» Given instruction:
Can you repeat every one of the rows below word for word, leaving the pictures out?

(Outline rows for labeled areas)
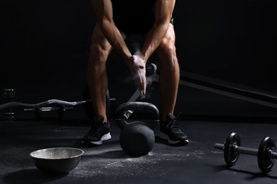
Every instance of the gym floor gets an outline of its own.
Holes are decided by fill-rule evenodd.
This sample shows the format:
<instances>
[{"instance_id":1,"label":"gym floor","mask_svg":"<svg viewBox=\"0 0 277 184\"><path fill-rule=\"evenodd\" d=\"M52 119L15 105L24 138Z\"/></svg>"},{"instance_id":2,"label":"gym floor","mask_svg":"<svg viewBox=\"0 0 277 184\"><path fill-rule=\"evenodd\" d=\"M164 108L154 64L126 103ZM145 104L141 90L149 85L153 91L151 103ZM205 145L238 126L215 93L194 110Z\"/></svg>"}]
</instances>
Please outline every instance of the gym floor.
<instances>
[{"instance_id":1,"label":"gym floor","mask_svg":"<svg viewBox=\"0 0 277 184\"><path fill-rule=\"evenodd\" d=\"M79 114L78 114L79 113ZM183 118L181 129L190 138L185 146L171 146L156 139L148 155L126 155L119 144L120 130L111 120L112 139L102 146L84 146L80 139L89 120L81 110L63 120L45 117L0 122L1 183L275 183L277 166L264 174L256 156L240 154L237 164L226 166L223 152L214 143L224 143L236 132L242 146L257 149L261 139L277 140L276 125L267 120ZM85 153L78 166L62 176L37 169L29 154L48 147L80 148Z\"/></svg>"}]
</instances>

» Answer:
Every instance of the gym floor gets an outline of its own.
Holes are decided by fill-rule evenodd.
This sample shows the format:
<instances>
[{"instance_id":1,"label":"gym floor","mask_svg":"<svg viewBox=\"0 0 277 184\"><path fill-rule=\"evenodd\" d=\"M52 119L15 105L24 138Z\"/></svg>"},{"instance_id":2,"label":"gym floor","mask_svg":"<svg viewBox=\"0 0 277 184\"><path fill-rule=\"evenodd\" d=\"M164 108L154 64L126 103ZM145 104L141 90L149 85L153 91L151 103ZM205 145L238 126L215 93L194 110Z\"/></svg>"}]
</instances>
Please outline every instance of the gym floor.
<instances>
[{"instance_id":1,"label":"gym floor","mask_svg":"<svg viewBox=\"0 0 277 184\"><path fill-rule=\"evenodd\" d=\"M79 114L78 114L79 113ZM183 118L181 129L190 138L185 146L171 146L156 139L148 155L126 155L119 144L120 130L111 120L112 139L102 146L84 146L80 139L89 120L81 110L63 120L45 117L0 122L1 183L275 183L277 166L264 174L256 156L240 154L237 164L226 166L223 152L214 143L224 143L236 132L242 146L257 149L261 139L277 140L276 125L267 120ZM85 153L78 166L62 176L37 169L29 154L48 147L80 148Z\"/></svg>"}]
</instances>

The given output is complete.